**Written problem:** Copy word for word the part of the entries below that starts with the line containing "Tag the street" and runs through the end of the entries.

**Exercise inputs:**
┏━━

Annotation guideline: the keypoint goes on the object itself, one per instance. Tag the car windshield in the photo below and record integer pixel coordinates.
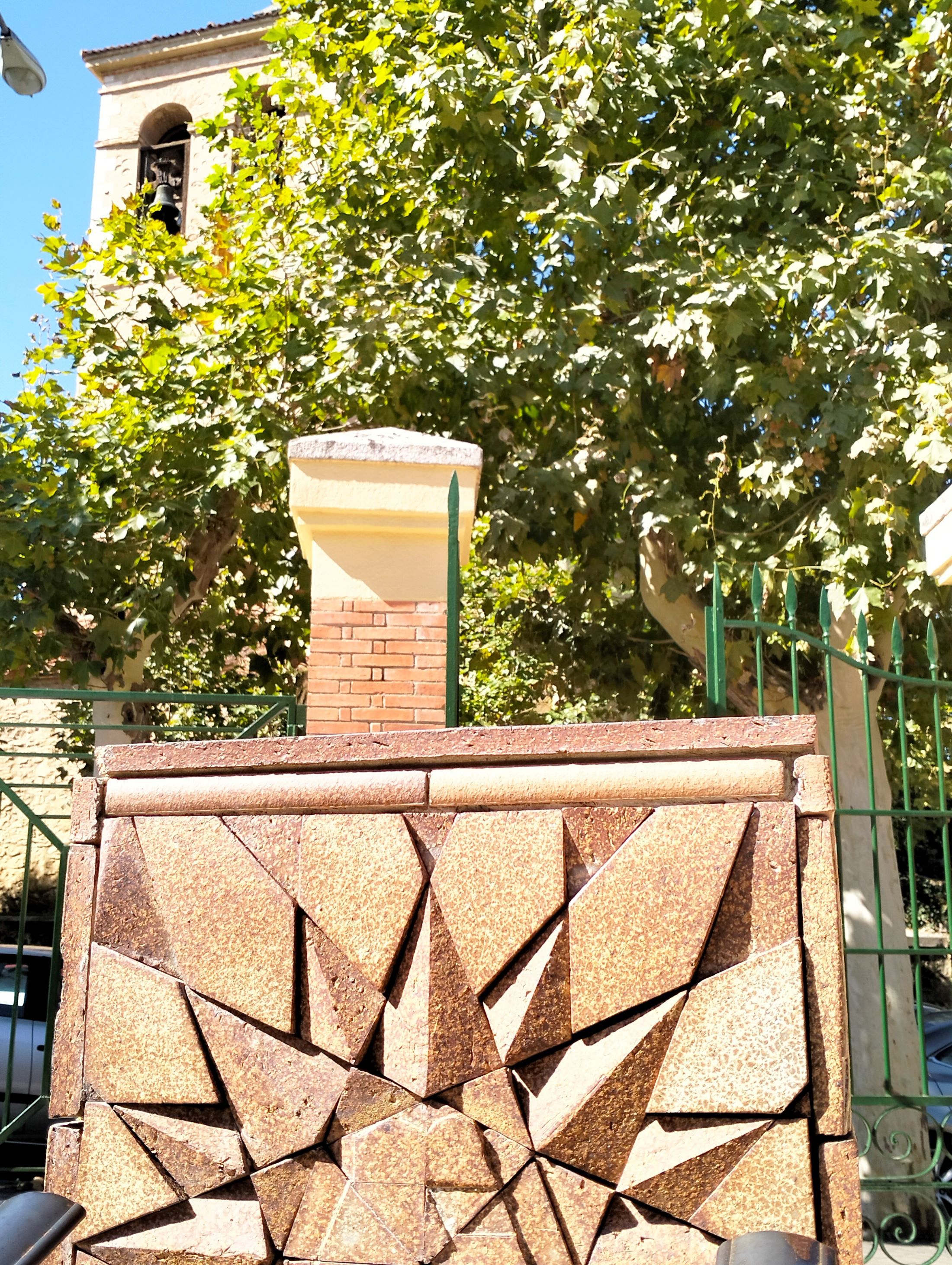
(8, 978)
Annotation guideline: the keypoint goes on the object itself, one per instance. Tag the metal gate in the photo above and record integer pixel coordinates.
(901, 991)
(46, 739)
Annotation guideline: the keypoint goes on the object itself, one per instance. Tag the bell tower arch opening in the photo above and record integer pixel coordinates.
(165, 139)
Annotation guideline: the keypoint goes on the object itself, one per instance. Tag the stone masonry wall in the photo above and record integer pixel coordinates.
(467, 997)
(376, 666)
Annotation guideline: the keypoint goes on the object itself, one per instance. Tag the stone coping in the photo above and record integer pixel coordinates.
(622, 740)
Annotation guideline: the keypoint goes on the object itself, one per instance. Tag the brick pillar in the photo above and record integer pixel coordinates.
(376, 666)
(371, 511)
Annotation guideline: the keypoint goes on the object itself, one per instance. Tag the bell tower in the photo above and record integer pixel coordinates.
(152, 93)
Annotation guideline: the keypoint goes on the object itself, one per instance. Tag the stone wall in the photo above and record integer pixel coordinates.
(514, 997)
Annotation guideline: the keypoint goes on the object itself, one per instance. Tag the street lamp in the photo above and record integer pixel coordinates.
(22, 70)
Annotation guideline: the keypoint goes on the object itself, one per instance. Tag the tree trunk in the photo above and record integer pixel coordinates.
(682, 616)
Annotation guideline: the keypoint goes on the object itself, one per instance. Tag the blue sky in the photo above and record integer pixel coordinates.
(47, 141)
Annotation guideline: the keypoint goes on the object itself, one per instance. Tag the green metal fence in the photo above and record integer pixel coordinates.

┗━━

**Task output:**
Annotation guideline: the keypoint goes on the object itself, one per instance. Tag the street lamp in the photo above and record integer pixel coordinates.
(22, 70)
Annotation guideline: the keypoint goes on the object itself, one per instance. Tag the tree trunk in the photo above and record integer pixel coordinates.
(682, 616)
Annotation guideline: the keypoint goes on the object itself, one per instance. Tag the blue sky in the photo above and record integer pixel coordinates.
(47, 141)
Annotation guideline: the keypoint goes on the object itself, one per instance. Tag the green metal fence in the photo above and record integer pixel coordinates.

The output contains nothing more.